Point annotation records
-- begin --

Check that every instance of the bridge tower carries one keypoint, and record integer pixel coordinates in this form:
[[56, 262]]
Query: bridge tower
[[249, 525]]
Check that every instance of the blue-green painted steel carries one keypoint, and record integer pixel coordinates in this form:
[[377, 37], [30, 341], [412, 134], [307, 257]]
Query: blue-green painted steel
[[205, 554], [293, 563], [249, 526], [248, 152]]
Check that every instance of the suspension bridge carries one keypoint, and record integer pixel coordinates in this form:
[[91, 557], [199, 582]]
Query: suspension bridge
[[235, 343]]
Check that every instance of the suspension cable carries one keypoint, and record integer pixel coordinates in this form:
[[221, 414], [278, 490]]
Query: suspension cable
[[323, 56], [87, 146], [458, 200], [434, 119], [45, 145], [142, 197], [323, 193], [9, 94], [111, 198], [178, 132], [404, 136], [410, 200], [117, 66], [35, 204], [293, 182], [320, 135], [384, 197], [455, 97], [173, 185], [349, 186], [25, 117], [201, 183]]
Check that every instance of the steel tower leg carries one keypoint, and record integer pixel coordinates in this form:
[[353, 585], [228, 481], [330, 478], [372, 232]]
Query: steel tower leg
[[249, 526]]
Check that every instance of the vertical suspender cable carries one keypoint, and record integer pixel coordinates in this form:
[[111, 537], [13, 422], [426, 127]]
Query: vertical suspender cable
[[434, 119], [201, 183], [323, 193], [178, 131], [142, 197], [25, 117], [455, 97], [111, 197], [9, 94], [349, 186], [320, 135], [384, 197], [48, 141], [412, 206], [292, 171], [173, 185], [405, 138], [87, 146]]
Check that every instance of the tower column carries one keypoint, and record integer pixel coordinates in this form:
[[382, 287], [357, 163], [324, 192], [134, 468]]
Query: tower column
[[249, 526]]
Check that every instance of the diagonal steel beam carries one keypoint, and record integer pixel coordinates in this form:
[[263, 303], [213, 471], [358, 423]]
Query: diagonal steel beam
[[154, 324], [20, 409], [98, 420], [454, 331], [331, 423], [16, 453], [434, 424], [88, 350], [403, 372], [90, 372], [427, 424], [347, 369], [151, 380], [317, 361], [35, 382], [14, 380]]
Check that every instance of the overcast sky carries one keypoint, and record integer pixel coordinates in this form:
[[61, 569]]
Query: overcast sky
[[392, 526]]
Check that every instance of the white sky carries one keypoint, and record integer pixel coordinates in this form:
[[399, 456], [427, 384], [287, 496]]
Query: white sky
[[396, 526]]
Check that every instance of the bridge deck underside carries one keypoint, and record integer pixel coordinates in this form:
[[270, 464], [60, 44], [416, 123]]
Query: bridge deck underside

-- end --

Rewrite the records above, replacing "keypoint" with "marker" wherever it occurs and leaving everything else unchanged.

__RESULT__:
Check that every instance of the bridge tower carries one marker, and record integer pixel coordinates in this form:
[[56, 262]]
Query: bridge tower
[[249, 525]]
Check that every instance of the blue-green painted steel carries one marker, and record integer pixel coordinates in this form:
[[377, 37], [30, 341], [412, 134], [307, 257]]
Query: blue-green painted steel
[[205, 554], [293, 563], [249, 526], [248, 152]]
Check that every instance of the suspension bridge carries one marker, and record integer pixel coordinates in this form:
[[91, 557], [199, 582]]
Query: suspension bridge
[[235, 343]]
Check that every instance of the suspension cable carries one marker, and record integer pixel coordinates in this form:
[[221, 414], [278, 490]]
Query: suspension cable
[[323, 56], [87, 146], [458, 200], [434, 119], [45, 145], [142, 197], [323, 193], [9, 94], [111, 198], [178, 132], [404, 136], [410, 200], [117, 66], [35, 204], [293, 182], [320, 135], [384, 197], [455, 97], [173, 185], [349, 186], [25, 117], [201, 183]]
Check that every instance of the steel tower leg carries one marker, and record integer pixel coordinates in this form:
[[353, 585], [228, 481], [330, 478], [372, 232]]
Query: steel tower leg
[[249, 526]]
Check that every instance of the vertical suspender cable carries one marker, and record integer pixel coordinates in this form:
[[111, 537], [13, 422], [426, 127]]
Query: vertical suspender cable
[[434, 119], [201, 183], [323, 193], [178, 131], [142, 197], [25, 117], [455, 97], [111, 197], [9, 94], [349, 186], [320, 135], [384, 197], [48, 141], [412, 206], [292, 171], [173, 185], [405, 138], [87, 146]]
Check that every instance of the tower column carries one marker, and record integer pixel coordinates in this form:
[[382, 287], [357, 163], [324, 192], [134, 468]]
Query: tower column
[[249, 526]]
Check that every instance of the diagonal steel beam carries one marker, and record integer pixel coordinates in this form:
[[263, 303], [213, 471], [358, 423]]
Query: diagonal steel beam
[[154, 324], [20, 409], [98, 420], [454, 331], [331, 423], [16, 453], [434, 424], [88, 350], [403, 372], [90, 372], [427, 424], [347, 369], [151, 380], [317, 361], [35, 382], [14, 380]]
Check that every instance of the overcast sky carries one marker, and record integer pixel coordinates in this form:
[[61, 569]]
Query: overcast sky
[[392, 526]]
Check that every instance of the white sky carries one marker, and record integer pixel coordinates in this form:
[[399, 456], [427, 384], [287, 496]]
Query: white sky
[[396, 526]]
Check that every instance of the bridge deck underside carries one marker, and record integer pixel coordinates in this form:
[[270, 464], [60, 44], [416, 123]]
Query: bridge deck underside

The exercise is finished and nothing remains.